● Descrizione del compito:
Ricopia per favore, senza alcuna modifica, il tratto del testo sul depuratore consortile che va da "Insomma la Regione" fino a "di cosa parliamo.".

Insomma la Regione – che è proprietaria del depuratore consortile che ha inquinato per anni aria, suoli e rete fluviale -, usa adesso il rigore massimo verso l’azienda, divenuta a questo punto il centro dell’intera vicenda, e non rilascia il famoso nulla osta ambientale.
Nel frattempo interviene la Procura con sequestri, dissequestri ed una perizia del suo tecnico incaricato che finisce con l’imporre una condizione che, di fatto, sconvolgerebbe una pratica in auge in tutte le cartiere d’Italia caricando le aziende di oneri aggiuntivi insostenibili. Vediamo di cosa parliamo.

Record contenuti in un dataset:

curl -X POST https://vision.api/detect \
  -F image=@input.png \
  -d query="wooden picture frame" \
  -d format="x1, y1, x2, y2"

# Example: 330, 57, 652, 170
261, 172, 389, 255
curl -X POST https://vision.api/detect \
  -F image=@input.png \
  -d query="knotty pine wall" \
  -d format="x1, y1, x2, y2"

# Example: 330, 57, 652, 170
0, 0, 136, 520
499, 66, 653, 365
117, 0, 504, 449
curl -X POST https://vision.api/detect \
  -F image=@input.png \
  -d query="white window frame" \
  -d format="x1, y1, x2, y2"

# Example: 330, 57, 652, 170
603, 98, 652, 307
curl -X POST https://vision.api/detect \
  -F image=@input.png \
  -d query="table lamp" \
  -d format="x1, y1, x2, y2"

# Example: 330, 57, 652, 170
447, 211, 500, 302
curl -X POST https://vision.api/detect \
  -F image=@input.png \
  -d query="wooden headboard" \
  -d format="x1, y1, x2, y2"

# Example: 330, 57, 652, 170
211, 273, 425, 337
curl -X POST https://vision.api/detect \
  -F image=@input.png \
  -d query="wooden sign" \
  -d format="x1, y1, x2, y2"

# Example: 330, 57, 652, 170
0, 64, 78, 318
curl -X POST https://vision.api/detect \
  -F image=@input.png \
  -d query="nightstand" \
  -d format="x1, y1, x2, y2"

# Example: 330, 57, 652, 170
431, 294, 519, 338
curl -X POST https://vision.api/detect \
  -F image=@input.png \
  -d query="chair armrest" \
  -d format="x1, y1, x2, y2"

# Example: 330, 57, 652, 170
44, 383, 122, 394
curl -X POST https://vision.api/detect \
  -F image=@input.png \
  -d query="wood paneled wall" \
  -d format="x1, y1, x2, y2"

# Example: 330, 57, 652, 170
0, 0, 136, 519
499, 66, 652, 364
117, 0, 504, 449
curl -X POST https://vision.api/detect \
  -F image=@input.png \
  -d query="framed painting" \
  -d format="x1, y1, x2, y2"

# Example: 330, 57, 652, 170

● Svolgimento:
Insomma la Regione – che è proprietaria del depuratore consortile che ha inquinato per anni aria, suoli e rete fluviale -, usa adesso il rigore massimo verso l’azienda, divenuta a questo punto il centro dell’intera vicenda, e non rilascia il famoso nulla osta ambientale.
Nel frattempo interviene la Procura con sequestri, dissequestri ed una perizia del suo tecnico incaricato che finisce con l’imporre una condizione che, di fatto, sconvolgerebbe una pratica in auge in tutte le cartiere d’Italia caricando le aziende di oneri aggiuntivi insostenibili. Vediamo di cosa parliamo.